═══ Material to process

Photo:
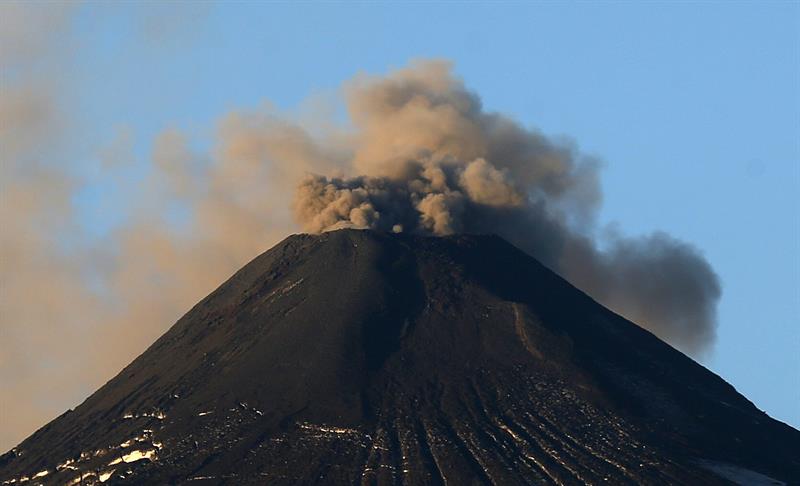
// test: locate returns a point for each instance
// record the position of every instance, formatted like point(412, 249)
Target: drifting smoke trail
point(423, 157)
point(429, 160)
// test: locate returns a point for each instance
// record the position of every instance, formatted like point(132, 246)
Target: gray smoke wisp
point(426, 158)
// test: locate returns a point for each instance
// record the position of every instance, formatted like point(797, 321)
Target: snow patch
point(133, 456)
point(106, 475)
point(739, 475)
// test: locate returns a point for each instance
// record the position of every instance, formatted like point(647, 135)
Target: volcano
point(360, 357)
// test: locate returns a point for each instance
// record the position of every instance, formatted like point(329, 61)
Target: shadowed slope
point(358, 357)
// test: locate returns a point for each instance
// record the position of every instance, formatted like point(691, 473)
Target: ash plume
point(426, 158)
point(421, 155)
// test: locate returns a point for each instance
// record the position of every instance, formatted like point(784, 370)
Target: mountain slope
point(356, 357)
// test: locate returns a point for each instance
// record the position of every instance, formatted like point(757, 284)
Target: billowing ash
point(427, 159)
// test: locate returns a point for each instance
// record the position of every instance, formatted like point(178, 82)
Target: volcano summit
point(360, 357)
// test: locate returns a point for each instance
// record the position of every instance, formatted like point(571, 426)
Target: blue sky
point(694, 108)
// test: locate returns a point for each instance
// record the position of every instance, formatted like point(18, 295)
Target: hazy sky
point(694, 110)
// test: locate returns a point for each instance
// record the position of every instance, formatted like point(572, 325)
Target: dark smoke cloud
point(427, 159)
point(421, 155)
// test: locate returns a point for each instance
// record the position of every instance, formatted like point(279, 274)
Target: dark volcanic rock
point(357, 357)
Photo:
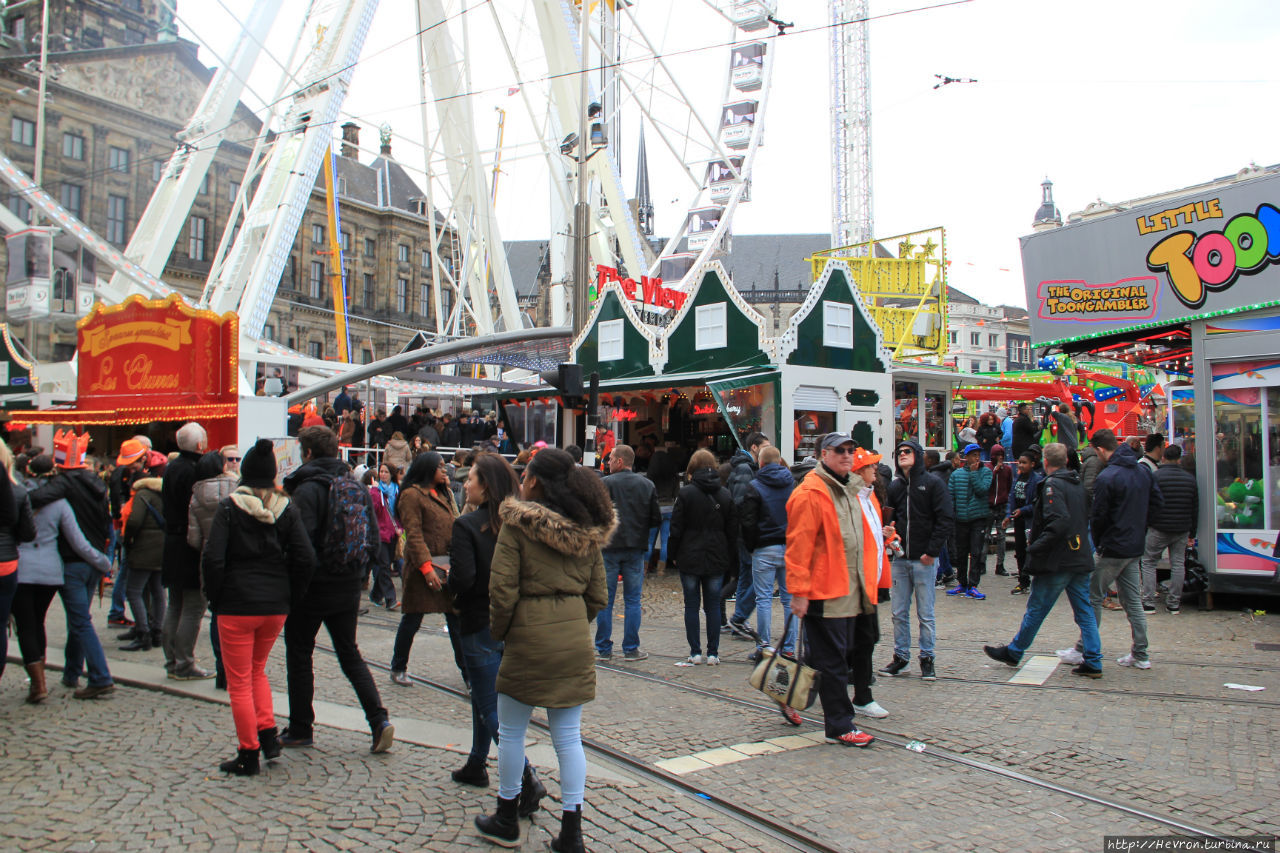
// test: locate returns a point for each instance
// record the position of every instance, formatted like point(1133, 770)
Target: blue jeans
point(83, 648)
point(480, 658)
point(702, 592)
point(566, 725)
point(8, 587)
point(1045, 593)
point(630, 564)
point(769, 566)
point(913, 578)
point(745, 596)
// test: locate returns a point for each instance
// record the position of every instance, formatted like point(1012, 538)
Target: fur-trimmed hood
point(266, 511)
point(553, 529)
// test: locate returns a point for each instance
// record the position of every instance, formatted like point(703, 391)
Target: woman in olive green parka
point(545, 587)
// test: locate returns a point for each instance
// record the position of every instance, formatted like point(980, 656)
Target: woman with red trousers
point(257, 560)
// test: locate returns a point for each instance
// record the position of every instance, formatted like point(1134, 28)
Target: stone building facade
point(120, 86)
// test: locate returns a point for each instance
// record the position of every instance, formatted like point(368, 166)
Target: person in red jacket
point(833, 589)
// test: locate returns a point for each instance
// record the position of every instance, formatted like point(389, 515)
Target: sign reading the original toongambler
point(1208, 251)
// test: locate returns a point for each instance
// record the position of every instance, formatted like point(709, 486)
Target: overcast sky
point(1112, 100)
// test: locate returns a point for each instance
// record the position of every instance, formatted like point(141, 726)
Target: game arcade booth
point(713, 374)
point(1187, 282)
point(155, 361)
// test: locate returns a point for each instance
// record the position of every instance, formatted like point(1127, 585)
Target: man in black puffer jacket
point(332, 598)
point(1057, 559)
point(1124, 497)
point(923, 516)
point(1174, 529)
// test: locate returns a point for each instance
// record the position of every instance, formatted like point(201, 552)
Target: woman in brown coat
point(426, 511)
point(545, 587)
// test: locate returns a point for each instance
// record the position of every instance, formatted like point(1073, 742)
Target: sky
point(1109, 100)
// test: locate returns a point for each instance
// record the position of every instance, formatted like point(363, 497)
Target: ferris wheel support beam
point(474, 215)
point(851, 219)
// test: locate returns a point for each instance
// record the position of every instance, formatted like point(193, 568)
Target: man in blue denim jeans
point(1057, 560)
point(923, 516)
point(764, 534)
point(635, 500)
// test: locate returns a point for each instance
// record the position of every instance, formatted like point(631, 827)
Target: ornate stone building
point(120, 85)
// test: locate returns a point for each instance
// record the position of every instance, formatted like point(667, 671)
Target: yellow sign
point(169, 334)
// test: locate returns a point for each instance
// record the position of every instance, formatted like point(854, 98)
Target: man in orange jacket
point(832, 587)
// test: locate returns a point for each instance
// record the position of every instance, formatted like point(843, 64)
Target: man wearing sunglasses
point(924, 516)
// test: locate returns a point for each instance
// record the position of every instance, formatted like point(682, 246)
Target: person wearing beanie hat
point(257, 466)
point(257, 559)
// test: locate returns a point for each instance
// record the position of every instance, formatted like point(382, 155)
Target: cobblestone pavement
point(1173, 740)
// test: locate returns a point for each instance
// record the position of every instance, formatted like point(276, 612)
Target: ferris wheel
point(676, 89)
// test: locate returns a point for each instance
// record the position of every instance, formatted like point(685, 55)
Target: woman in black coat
point(490, 480)
point(257, 561)
point(703, 536)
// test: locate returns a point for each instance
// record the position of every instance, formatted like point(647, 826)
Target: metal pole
point(581, 211)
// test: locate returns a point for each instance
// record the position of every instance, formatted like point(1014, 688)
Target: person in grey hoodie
point(40, 575)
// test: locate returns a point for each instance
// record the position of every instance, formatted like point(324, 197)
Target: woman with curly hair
point(545, 587)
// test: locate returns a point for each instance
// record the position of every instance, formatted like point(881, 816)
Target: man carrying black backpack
point(333, 598)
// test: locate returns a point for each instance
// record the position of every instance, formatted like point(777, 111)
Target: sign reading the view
point(1212, 251)
point(649, 291)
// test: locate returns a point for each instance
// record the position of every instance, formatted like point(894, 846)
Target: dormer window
point(711, 327)
point(837, 324)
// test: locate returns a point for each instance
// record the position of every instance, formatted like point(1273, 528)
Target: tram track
point(803, 842)
point(777, 830)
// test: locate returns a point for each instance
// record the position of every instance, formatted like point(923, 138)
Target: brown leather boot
point(39, 692)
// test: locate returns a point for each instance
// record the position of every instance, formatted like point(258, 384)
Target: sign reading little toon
point(1202, 252)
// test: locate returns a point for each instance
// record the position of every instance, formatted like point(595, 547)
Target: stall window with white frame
point(611, 340)
point(837, 324)
point(711, 327)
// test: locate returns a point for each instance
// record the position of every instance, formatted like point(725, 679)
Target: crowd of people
point(525, 562)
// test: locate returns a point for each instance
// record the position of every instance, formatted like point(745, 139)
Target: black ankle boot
point(531, 792)
point(474, 772)
point(571, 833)
point(245, 763)
point(502, 828)
point(269, 743)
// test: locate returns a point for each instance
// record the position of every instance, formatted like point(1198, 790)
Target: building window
point(837, 325)
point(709, 327)
point(316, 283)
point(19, 206)
point(73, 146)
point(609, 336)
point(196, 238)
point(72, 199)
point(118, 159)
point(117, 208)
point(22, 131)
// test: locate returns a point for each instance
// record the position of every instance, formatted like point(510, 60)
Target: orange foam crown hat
point(69, 448)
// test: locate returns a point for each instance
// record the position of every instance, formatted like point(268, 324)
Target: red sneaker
point(854, 738)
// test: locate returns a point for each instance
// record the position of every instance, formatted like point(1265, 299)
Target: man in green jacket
point(970, 487)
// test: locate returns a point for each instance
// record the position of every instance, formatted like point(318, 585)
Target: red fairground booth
point(160, 360)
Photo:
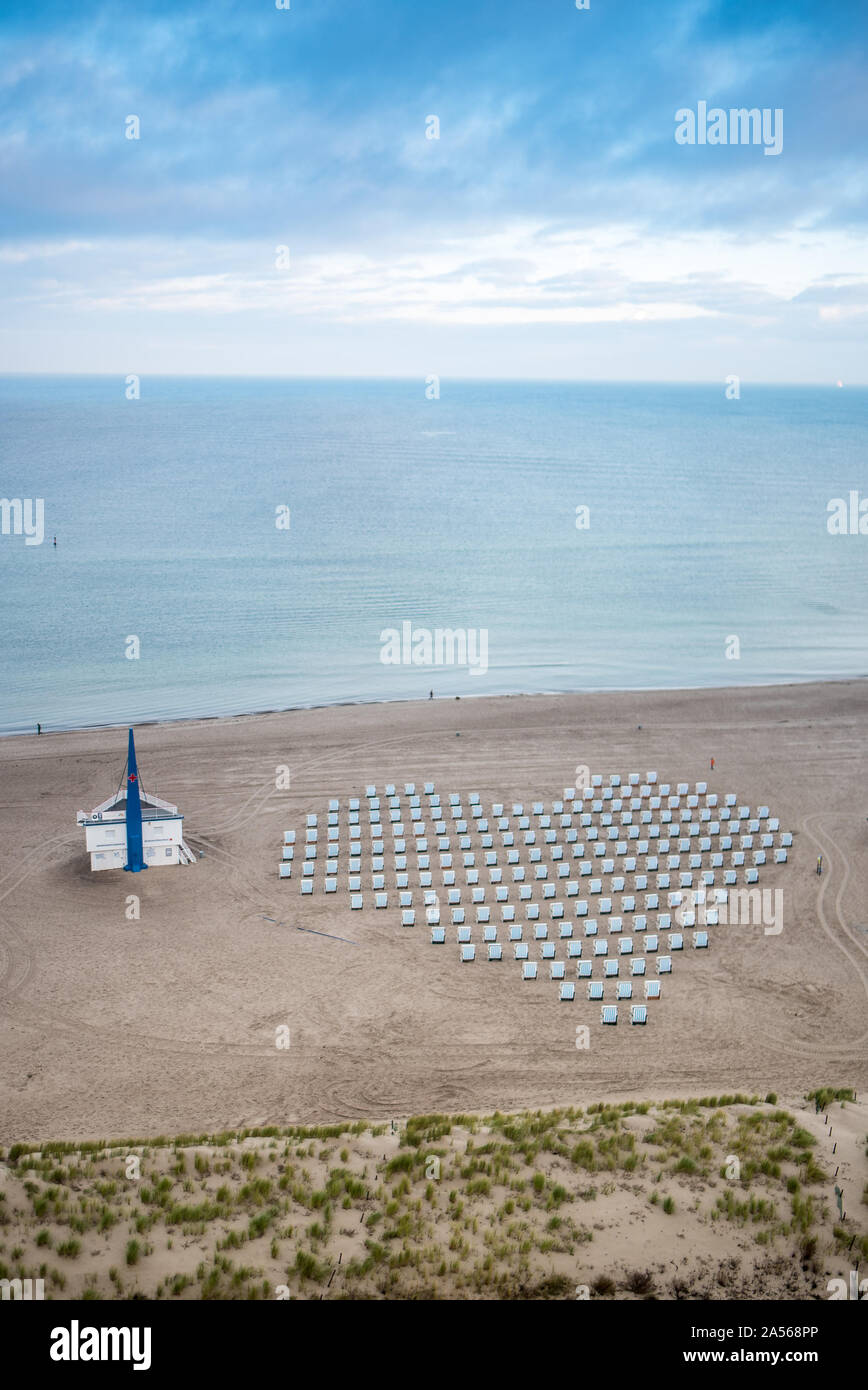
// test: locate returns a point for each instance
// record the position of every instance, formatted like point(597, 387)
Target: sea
point(232, 545)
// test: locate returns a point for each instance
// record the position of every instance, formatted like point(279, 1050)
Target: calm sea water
point(707, 521)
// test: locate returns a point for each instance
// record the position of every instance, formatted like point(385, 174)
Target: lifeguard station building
point(132, 829)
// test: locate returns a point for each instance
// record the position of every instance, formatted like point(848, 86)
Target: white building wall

══════

Exercise directions –
Write out each entry exactly; any pictures stay out of the copy.

Completed exercise –
Photo:
// test: locate returns a point for each instance
// record the position of every instance, formatted like point(412, 249)
Target: drifting smoke trail
point(423, 157)
point(429, 160)
// test: locate returns a point for each instance
// record the position of every instance, formatted like point(132, 246)
Target: gray smoke wisp
point(426, 158)
// test: locate returns a point for each instance
// record the position of every instance, formatted like point(797, 321)
Target: snow patch
point(133, 456)
point(106, 475)
point(739, 475)
// test: locate returns a point for each instance
// record the position of every instance, formatted like point(647, 135)
Target: volcano
point(360, 357)
// test: locate returns a point for each instance
// record the position of every instance, formatted like point(329, 61)
Target: shadowed slope
point(358, 357)
// test: locate returns a point for each instance
// record the position of every instance, formatted like point(691, 473)
Target: ash plume
point(426, 158)
point(421, 155)
// test: locate returns a point for each instance
// record the position of every instance, formatted like point(784, 370)
Target: mountain slope
point(356, 357)
// test: locate returns a point for each instance
// record the position of every instance, formatted like point(757, 284)
Target: billowing ash
point(427, 159)
// test: locate returns a point for each instance
// record the position of every instance, formatted like point(178, 82)
Target: volcano summit
point(360, 357)
// test: locate returns a point for each instance
// record the position of every instance, formatted like point(571, 426)
Target: blue sky
point(694, 108)
// test: locate returns a point for each instance
// record the position of every instance, formatted like point(18, 295)
Target: hazy sky
point(694, 110)
// test: locate returns a point for each instance
// record the position of every instance, formatted like point(572, 325)
Target: dark smoke cloud
point(427, 159)
point(421, 155)
// test: locate returns a point for each instance
// record the position of every instance, formatted like point(279, 274)
Target: dark volcanic rock
point(357, 357)
Photo:
// test: locate returns a point for each instance
// record the position of every instance, formatted like point(1133, 770)
Target: blue jeans
point(83, 648)
point(480, 658)
point(702, 592)
point(566, 725)
point(8, 587)
point(1045, 593)
point(630, 564)
point(769, 566)
point(913, 578)
point(745, 596)
// test: locate returns a point for each instance
// record the position of every instance, formatted like point(1012, 538)
Target: fur-trimmed hood
point(266, 511)
point(553, 529)
// test: locate returns a point for each instance
// record the position of every instance, formatted like point(703, 391)
Target: woman in olive green parka
point(545, 587)
// test: locate returns a point for each instance
// record the position of every instance, formatted like point(980, 656)
Target: woman with red trousers
point(257, 560)
// test: locate returns a point for each instance
// record the position of every instance, formatted like point(1134, 28)
Target: stone building facade
point(120, 86)
// test: locate returns a point for each instance
// record the position of every instance, formatted like point(368, 166)
Target: person in red jacket
point(833, 589)
// test: locate returns a point for each instance
// record the position of every instance, formatted like point(389, 515)
Target: sign reading the original toongambler
point(1208, 251)
// test: locate returns a point for each instance
// record the position of every instance, formatted like point(709, 486)
Target: overcast sky
point(1112, 100)
// test: locate returns a point for each instance
// record the position of every instance, formatted like point(141, 726)
Target: game arcade booth
point(713, 374)
point(1187, 282)
point(155, 361)
// test: locate returns a point for each instance
// record the position of every instance, formatted like point(1127, 585)
Target: man in black puffer jacket
point(332, 598)
point(1057, 559)
point(1124, 497)
point(923, 516)
point(1174, 529)
// test: locate returns a point for each instance
// record the position of every instance, formatted like point(201, 552)
Target: woman in brown coat
point(426, 511)
point(545, 587)
// test: locate returns a point for each instance
// record the position of every instance, formatted like point(1073, 742)
Target: sky
point(1109, 100)
// test: locate returns a point for each instance
// record the position of every instance, formatted like point(363, 497)
Target: ferris wheel support beam
point(474, 215)
point(851, 219)
// test: locate returns a point for each instance
// record the position of every instance, formatted like point(193, 568)
Target: man in blue denim jeans
point(1057, 560)
point(923, 516)
point(764, 534)
point(635, 500)
// test: locate returns a point for each instance
// record the position of every instance, formatted like point(631, 827)
Target: ornate stone building
point(120, 85)
// test: locate returns a point for each instance
// record the position of every instance, formatted like point(667, 671)
Target: yellow sign
point(169, 334)
// test: locate returns a point for each instance
// record the position of every instance, formatted like point(854, 98)
Target: man in orange jacket
point(832, 587)
// test: locate returns a point for each instance
// record the position of every instance, formatted like point(843, 64)
Target: man wearing sunglasses
point(924, 516)
// test: locate returns a point for each instance
// record the position of every instance, formatted like point(682, 246)
Target: person wearing beanie hat
point(257, 466)
point(257, 559)
// test: locate returns a point for each instance
// record the position of every instance, formatted like point(382, 155)
Target: cobblestone pavement
point(1173, 740)
// test: locate returns a point for each instance
// record the position of every instance, formatted like point(276, 612)
Target: ferris wheel
point(676, 89)
// test: locate returns a point for each instance
// record the position of every instance, formatted like point(685, 55)
Target: woman in black coat
point(490, 480)
point(257, 561)
point(703, 536)
// test: locate returns a point for each instance
// record the position of every instance, formatted like point(647, 826)
Target: metal pole
point(581, 211)
// test: locate returns a point for each instance
// record the position of every instance, formatted like point(1014, 688)
Target: person in grey hoodie
point(40, 575)
// test: locate returns a point for each instance
// record the position of every instance, formatted like point(324, 197)
Target: woman with curly hair
point(545, 587)
// test: locate returns a point for each instance
// record the position of every instance, formatted like point(881, 816)
Target: man carrying black backpack
point(333, 598)
// test: locate returns a point for each instance
// record the position of every instance, formatted like point(777, 111)
Target: sign reading the view
point(1212, 251)
point(649, 291)
// test: locate returns a point for each instance
// record the position of every instance, formatted like point(894, 846)
Target: dormer window
point(711, 327)
point(837, 324)
// test: locate returns a point for each instance
// record the position of every instance, formatted like point(1273, 528)
Target: tram track
point(803, 842)
point(777, 830)
// test: locate returns a point for each instance
// record the position of every instance, formatted like point(923, 138)
Target: brown leather boot
point(39, 692)
// test: locate returns a point for each instance
// record the position of every instance, formatted like point(258, 384)
Target: sign reading little toon
point(1202, 252)
// test: locate returns a point for each instance
// record the position of every instance, formatted like point(595, 547)
Target: stall window with white frame
point(611, 340)
point(837, 324)
point(711, 327)
// test: locate returns a point for each instance
// record the position of every instance, formatted like point(725, 679)
Target: crowd of people
point(525, 562)
// test: locate returns a point for each instance
// record the position of every instance, formatted like point(745, 139)
Target: black ankle boot
point(531, 792)
point(474, 772)
point(571, 833)
point(245, 763)
point(502, 828)
point(269, 743)
// test: locate returns a point for each instance
// record the position of every instance, formatted like point(1198, 790)
Target: building window
point(837, 325)
point(709, 327)
point(316, 283)
point(19, 206)
point(73, 146)
point(609, 336)
point(196, 238)
point(72, 199)
point(118, 159)
point(117, 208)
point(22, 131)
// test: locate returns a point for each instance
// record the position of every instance, formatted like point(510, 60)
Target: orange foam crown hat
point(69, 448)
// test: locate returns a point for each instance
// record the position of every instance, formatted like point(268, 324)
Target: red sneaker
point(854, 738)
// test: locate returns a point for each instance
// record the position of every instance, formatted like point(1265, 299)
Target: man in green jacket
point(970, 487)
// test: locate returns a point for each instance
// record the position of every instance, formatted like point(318, 585)
Target: red fairground booth
point(160, 360)
Photo:
// test: locate returns a point for each instance
// record the position of every instance, formatted like point(597, 387)
Target: sea
point(232, 545)
// test: locate returns a point for each instance
// record the position of every instance, formatted like point(279, 1050)
Target: calm sea water
point(707, 521)
// test: locate returns a point for each instance
// record the position of every instance, formatted like point(385, 174)
Target: lifeguard station building
point(132, 829)
// test: locate returns a point for each instance
// record the position of every instance, formatted like point(848, 86)
Target: white building wall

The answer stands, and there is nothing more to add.